[Collection entries]
──────

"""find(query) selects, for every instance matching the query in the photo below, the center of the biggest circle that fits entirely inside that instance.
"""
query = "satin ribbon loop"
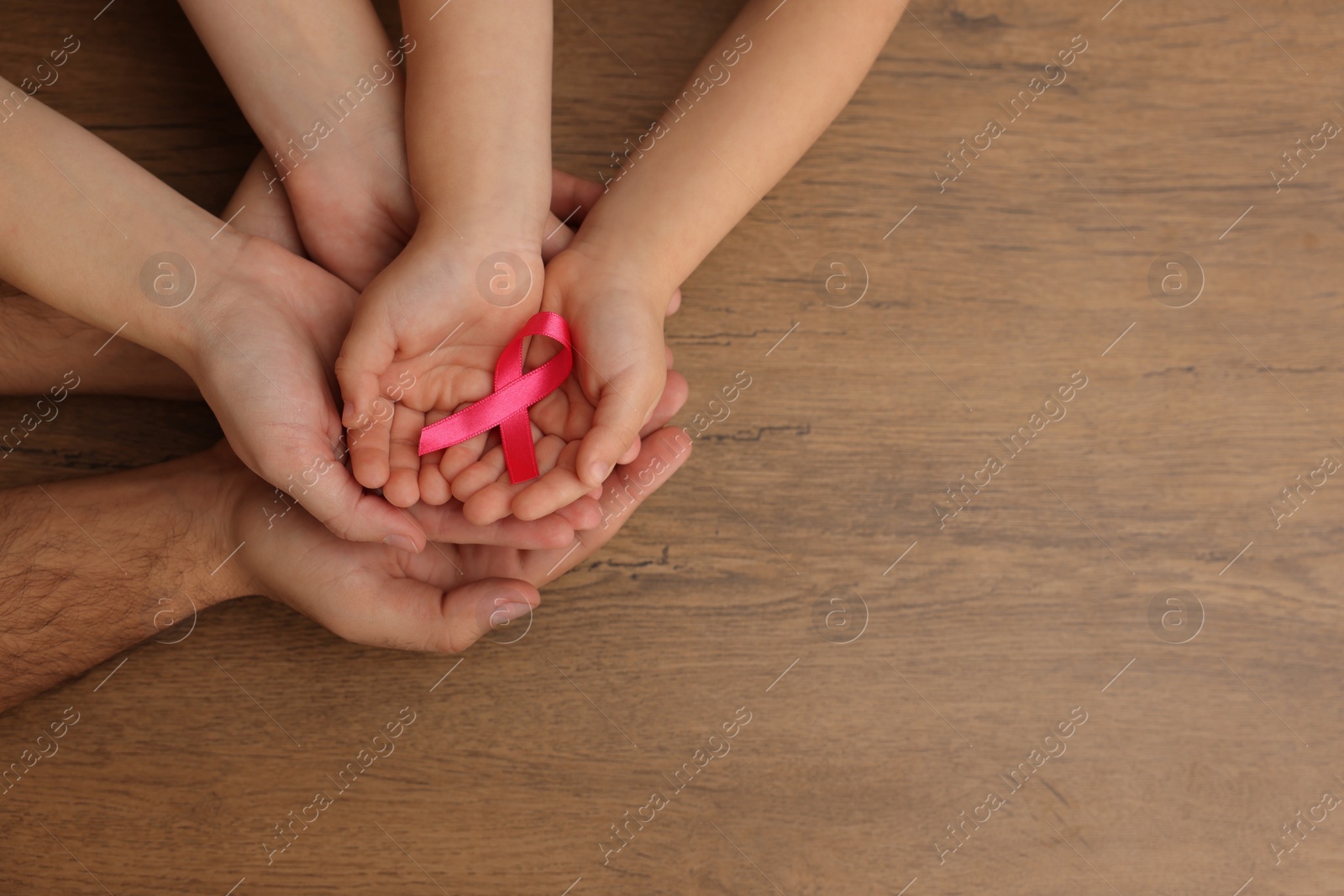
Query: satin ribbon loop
(506, 407)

──────

- [What this task involves]: Leave out all images, then reproduce the entries above exactly.

- [Exercise answer]:
"""find(query) selects, for every instance matching the query in the photo below, the center of the biggest circle that fits entirely inside that instance.
"""
query = "satin ribbon loop"
Query: satin ribbon loop
(506, 407)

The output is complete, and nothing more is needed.